#### Your instructions
Reproduce word for word every line from the one containing "Exercise. Identify the snow on" through the end of the listing below; omit the pictures.
------------------------------------------------------------------------
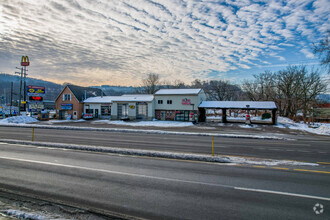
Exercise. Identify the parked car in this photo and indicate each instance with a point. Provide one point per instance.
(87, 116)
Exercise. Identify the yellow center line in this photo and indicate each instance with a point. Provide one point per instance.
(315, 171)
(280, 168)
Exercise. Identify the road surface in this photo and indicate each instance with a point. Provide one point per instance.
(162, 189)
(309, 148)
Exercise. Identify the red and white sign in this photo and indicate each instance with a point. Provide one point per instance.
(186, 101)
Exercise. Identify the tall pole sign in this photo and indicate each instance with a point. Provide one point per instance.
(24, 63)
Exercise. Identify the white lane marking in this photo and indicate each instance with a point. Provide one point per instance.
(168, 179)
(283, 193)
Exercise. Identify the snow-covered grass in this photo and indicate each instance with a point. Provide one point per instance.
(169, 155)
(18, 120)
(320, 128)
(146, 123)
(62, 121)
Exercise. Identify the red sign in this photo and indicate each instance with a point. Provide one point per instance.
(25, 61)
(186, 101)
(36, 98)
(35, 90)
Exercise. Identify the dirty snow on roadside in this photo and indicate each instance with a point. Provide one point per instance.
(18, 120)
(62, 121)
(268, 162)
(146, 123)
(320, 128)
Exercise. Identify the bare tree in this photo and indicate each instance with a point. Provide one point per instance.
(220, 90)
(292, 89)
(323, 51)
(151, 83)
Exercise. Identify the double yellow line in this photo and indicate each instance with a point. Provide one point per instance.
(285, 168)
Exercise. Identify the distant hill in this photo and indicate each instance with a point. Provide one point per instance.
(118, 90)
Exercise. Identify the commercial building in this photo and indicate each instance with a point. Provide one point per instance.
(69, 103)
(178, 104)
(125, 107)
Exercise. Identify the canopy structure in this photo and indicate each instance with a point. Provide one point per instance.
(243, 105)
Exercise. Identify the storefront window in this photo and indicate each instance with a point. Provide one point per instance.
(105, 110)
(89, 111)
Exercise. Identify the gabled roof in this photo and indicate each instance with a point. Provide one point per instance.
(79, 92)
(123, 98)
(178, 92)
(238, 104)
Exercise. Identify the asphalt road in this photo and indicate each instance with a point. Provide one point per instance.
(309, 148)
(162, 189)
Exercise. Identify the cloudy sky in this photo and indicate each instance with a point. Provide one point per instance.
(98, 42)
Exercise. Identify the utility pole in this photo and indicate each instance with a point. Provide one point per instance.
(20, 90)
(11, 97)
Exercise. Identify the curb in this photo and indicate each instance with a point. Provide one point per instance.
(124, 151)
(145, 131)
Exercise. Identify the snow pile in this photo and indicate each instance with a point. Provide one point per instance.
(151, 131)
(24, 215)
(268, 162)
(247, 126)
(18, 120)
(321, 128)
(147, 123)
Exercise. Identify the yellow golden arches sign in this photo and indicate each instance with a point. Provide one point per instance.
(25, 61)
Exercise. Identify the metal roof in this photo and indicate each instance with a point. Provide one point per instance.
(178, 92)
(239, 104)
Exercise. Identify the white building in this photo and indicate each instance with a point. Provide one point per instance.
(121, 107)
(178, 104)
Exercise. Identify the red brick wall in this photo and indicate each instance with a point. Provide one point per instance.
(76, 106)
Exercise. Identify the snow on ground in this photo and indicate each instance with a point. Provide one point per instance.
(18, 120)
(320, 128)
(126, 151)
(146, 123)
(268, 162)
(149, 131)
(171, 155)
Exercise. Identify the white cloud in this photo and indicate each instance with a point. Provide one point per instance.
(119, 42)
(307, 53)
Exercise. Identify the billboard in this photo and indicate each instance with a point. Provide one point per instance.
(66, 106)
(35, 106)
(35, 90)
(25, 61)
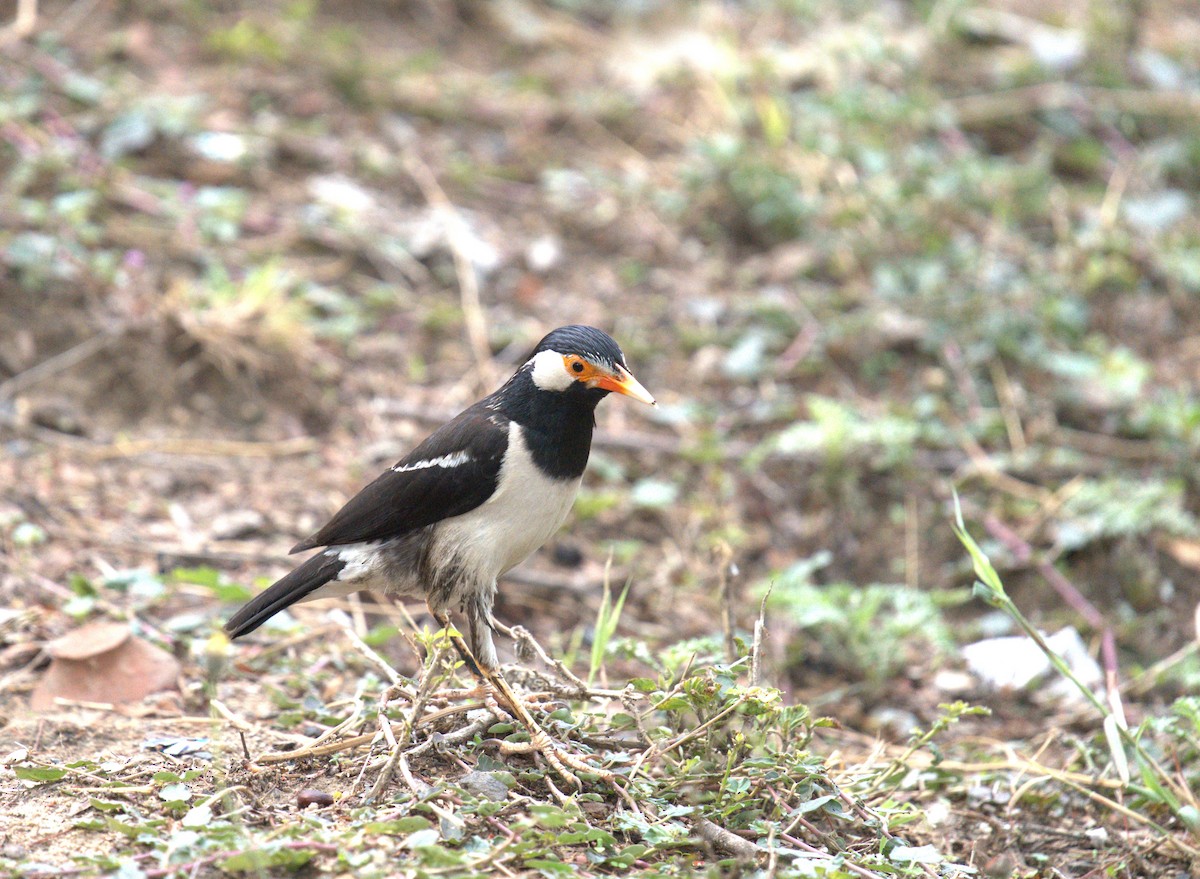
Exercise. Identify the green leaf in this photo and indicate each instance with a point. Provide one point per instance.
------------------------------------------------------------------------
#### Solution to this task
Exercise. Identify the snow on ground in this photo and indicate each instance with a point. Provide one point per instance.
(18, 120)
(320, 128)
(126, 151)
(146, 123)
(268, 162)
(149, 131)
(171, 155)
Exercise. Identify the white cloud in this photo and indicate each instance with a point. Provide one point per instance.
(119, 42)
(307, 53)
Exercise. Identify the billboard in this photo and indicate each instance with a point. Provide one point per instance.
(66, 106)
(35, 106)
(35, 90)
(25, 61)
Exercise. Identify the green leaf in this photo and indicate each instance with a point. Provide one point per instance.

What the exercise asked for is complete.